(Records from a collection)
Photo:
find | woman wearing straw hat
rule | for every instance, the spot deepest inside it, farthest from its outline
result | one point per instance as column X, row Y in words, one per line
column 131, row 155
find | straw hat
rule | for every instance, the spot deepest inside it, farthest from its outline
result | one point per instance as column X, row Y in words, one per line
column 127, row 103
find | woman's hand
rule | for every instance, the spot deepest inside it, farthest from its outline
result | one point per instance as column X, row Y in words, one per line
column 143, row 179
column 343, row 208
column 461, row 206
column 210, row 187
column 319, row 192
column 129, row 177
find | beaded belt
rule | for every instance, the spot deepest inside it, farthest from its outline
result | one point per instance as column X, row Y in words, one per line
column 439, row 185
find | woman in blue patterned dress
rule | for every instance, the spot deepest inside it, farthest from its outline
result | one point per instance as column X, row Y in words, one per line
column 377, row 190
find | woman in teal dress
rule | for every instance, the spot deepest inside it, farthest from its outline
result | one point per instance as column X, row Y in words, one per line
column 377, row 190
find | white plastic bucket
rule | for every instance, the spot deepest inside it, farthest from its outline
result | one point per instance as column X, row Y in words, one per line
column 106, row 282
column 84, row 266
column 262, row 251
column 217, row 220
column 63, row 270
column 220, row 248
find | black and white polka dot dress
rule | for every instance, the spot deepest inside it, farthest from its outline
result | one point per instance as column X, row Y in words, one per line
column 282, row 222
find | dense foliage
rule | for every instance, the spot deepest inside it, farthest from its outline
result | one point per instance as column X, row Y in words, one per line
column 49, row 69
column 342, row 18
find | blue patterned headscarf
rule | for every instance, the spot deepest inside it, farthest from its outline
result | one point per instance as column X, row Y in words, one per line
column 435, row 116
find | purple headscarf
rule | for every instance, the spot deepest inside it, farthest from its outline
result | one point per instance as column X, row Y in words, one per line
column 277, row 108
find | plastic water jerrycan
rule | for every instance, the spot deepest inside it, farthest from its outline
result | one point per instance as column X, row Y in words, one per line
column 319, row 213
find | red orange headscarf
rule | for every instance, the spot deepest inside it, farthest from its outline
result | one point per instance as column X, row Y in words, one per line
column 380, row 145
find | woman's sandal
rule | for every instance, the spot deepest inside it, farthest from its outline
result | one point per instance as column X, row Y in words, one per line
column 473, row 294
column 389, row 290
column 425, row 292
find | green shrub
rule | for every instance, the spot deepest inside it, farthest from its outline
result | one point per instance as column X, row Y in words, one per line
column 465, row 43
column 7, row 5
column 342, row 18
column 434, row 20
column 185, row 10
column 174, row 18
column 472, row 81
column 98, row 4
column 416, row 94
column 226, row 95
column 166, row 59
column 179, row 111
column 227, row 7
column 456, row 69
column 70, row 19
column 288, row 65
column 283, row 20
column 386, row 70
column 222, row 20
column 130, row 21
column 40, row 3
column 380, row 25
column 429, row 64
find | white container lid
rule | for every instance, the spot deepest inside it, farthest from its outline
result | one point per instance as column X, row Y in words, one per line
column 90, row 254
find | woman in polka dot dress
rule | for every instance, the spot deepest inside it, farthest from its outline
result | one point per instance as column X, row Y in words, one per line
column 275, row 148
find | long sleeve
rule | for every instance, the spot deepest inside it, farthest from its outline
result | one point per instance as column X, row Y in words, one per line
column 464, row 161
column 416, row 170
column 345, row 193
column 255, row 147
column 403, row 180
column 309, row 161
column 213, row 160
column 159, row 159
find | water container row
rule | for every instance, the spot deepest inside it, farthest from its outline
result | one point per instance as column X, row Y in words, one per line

_Task prompt:_
Retype the lines of the data above, starting at the line that contains "find | purple headscarf" and ending at the line that contains "column 159, row 159", with both of those lines included.

_Task response:_
find | purple headscarf
rule | for every instance, the spot deepest inside it, farthest from its outline
result | one point per instance as column X, row Y in words, one per line
column 277, row 108
find | plastic water jerrycan
rule | for every instance, the spot deepest inside it, farthest from its outline
result | one point per instance as column X, row Y in words, one per line
column 319, row 213
find | red orange headscarf
rule | for every instance, the spot deepest inside it, farthest from its outline
result | one point per instance as column X, row Y in words, one per line
column 380, row 145
find | woman's sandal
rule | for every instance, the spot deepest inside it, farthest from its outline
result | one point per instance as column X, row Y in words, one per line
column 473, row 294
column 389, row 290
column 425, row 292
find | green shrub
rule | for every instance, the spot deepest inside it, farthest from its outline
result | one point per instance as column X, row Y in words, one per line
column 465, row 43
column 7, row 5
column 342, row 18
column 434, row 20
column 185, row 10
column 174, row 18
column 472, row 81
column 98, row 4
column 416, row 94
column 226, row 95
column 166, row 59
column 179, row 111
column 227, row 7
column 456, row 69
column 70, row 19
column 288, row 65
column 283, row 20
column 386, row 70
column 222, row 20
column 130, row 21
column 40, row 3
column 380, row 25
column 429, row 64
find | white container lid
rule | for every instance, the spot deepest inside it, farthest from its outline
result | one point per instance as column X, row Y in words, one per line
column 90, row 254
find | woman in polka dot dress
rule | for every instance, the spot deepest inside it, farthest from its outline
result | one point per instance as column X, row Y in words, one per line
column 275, row 148
find | long sleeve
rule | for every instance, the spot deepest inside it, farthest from its outline
result | one point per instance as column X, row Y in words, one per line
column 464, row 161
column 416, row 170
column 345, row 193
column 255, row 147
column 403, row 180
column 309, row 161
column 213, row 160
column 159, row 159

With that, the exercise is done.